TEXT BLOCK:
● ● ● ●
While reading My Secret Garden might have been a guilty pleasure for women in the 70s, in modern-day New Zealand, the closest we’ve come to a hardback with a sex-positive focus is Aotearotica, a literary journal that published eight issues over the course of about five years.

Though Aotearotica has since slipped quietly on to bookshelves and bedside tables around the country, for a time it represented the rebellious idea that sexuality could be expressed in literary or intellectual terms. Like the attractive former flame reading a book at the bar in the Dipsea audio fantasy, came the idea that arousing content didn’t have to be low-rent and smutty with seizure-inducing flashing ads of animated phalluses — instead it could play out through provocative words or thoughtful illustrations in the form of a treasured book.

Laura Borrowdale, founder of Aotearotica journal, in her kitchen. Photo / Simon Baker
Laura Borrowdale, founder of Aotearotica journal, in her kitchen. Photo / Simon Baker

Aotearotica, the first of which was funded by a small grant from Creative NZ, was intended to be an exploration of sex, sexuality and gender, says its founding editor Laura Borrowdale, a gender studies teacher and mother of two girls. She launched the publication after realising she was critical of porn and yet there was nothing being offered as an alternative.

“It was always intended to give people access to their own imagination and their own fantasy, as opposed to this rote reliance on porn,” she says. “Writing opens up imagination, and in the converse way, conventional pornography closes it down.”

Diverse contributions came from the likes of celebrated writers Ruby Porter, Chris Tse and essa may ranapiri; Laura says they were never short of quality submissions.

She likens the process of appreciating the words and art of erotica to reading a book versus seeing the movie, the images you create in your head are far more personal and nuanced than someone else’s interpretation.

“The sexiest stuff is what happens in your head rather than what happens on a screen,” she says.
● ● ● ●
INPUT DATA:
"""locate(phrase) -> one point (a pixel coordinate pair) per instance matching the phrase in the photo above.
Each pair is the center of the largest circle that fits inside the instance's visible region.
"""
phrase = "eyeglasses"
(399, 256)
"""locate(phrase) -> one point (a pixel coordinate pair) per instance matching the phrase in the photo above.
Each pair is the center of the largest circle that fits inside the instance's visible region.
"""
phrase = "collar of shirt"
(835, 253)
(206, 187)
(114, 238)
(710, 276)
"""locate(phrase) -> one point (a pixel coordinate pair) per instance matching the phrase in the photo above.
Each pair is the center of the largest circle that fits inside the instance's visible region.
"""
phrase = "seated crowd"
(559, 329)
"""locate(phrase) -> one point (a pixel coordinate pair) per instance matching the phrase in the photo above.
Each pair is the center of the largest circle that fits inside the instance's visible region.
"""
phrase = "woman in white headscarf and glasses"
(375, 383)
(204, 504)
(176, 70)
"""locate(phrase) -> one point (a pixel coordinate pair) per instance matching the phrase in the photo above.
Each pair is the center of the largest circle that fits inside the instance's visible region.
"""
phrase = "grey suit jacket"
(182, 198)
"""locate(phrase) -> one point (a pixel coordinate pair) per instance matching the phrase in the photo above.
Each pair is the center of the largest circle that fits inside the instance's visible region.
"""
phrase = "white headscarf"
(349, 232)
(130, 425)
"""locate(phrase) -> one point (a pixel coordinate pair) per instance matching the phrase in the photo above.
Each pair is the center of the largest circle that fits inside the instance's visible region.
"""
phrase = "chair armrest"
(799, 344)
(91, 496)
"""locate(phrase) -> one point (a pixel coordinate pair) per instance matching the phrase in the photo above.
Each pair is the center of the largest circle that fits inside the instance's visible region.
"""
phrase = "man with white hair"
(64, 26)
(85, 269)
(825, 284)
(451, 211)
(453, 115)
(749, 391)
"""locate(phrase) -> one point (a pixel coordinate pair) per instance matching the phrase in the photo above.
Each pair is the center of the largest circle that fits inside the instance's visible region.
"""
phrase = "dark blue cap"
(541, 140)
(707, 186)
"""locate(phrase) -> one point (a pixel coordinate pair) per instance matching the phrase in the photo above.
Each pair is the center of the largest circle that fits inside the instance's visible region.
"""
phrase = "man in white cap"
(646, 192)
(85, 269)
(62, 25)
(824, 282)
● ● ● ●
WORK ORDER 1:
Can you turn the paragraph of the Aotearotica article that begins "Aotearotica, the first of which was funded" into a short bulleted list that keeps its main facts?
WORK ORDER 2:
How would this sentence from the Aotearotica article read in French: "Diverse contributions came from the likes of celebrated writers Ruby Porter, Chris Tse and essa may ranapiri; Laura says they were never short of quality submissions."
WORK ORDER 3:
Could you give a continuation of the Aotearotica article, picking up after its last sentence?

RESPONSE BOX 1:
- A small Creative NZ grant funded the first issue of Aotearotica.
- According to founding editor Laura Borrowdale, it was meant to explore sex, sexuality and gender.
- Borrowdale is a gender studies teacher and the mother of two girls.
- She launched it because she was critical of porn but saw no alternative being offered.

RESPONSE BOX 2:
Des contributions variées sont venues d'écrivains reconnus tels que Ruby Porter, Chris Tse et essa may ranapiri ; Laura affirme qu'ils n'ont jamais manqué de soumissions de qualité.

RESPONSE BOX 3:
One of the more controversial pieces that appeared in Aotearotica was Laura’s own short story, titled ‘The Bull’ — illustrated by American egg tempera artist Michael Bergt — in which a young woman confronts a testosterone-fuelled beast. It’s a metaphorical piece that explores sex and aggression, mythology and animal instinct. ‘Night Swimming’ is another of Laura’s short works that aptly describes the anticipation and transportative aspects of sex. The two pieces also appeared in Laura’s knowingly titled collection of short stories, Sex, With Animals.

“With both of them I was trying to explore not what happens necessarily in your body when you have sex, but in your head. But I think they were explicit enough in terms of language and unusual enough in terms of that portrayal of female sexuality that they could be seen that way.”

Aotearotica continued until 2021, when Laura decided not to put the call out for more submissions. By then she felt they’d achieved what they had set out to do: validating and celebrating women and the LBGTQIA experience of sexuality; simultaneously mainstream journals were becoming more accepting of work that explored and touched on sex and sexuality, so she felt Aotearotica was no longer needed. But that’s not to say we’re living in completely liberated times.

“I feel like we segment things away,” she says, of our attitudes to sexuality in New Zealand. “If we’re talking about women it gets put in a specific category and the conversations we expect women to want to have around sex and sexuality are different than the ones we expect men to want to have. And I think that does both parties a disservice.”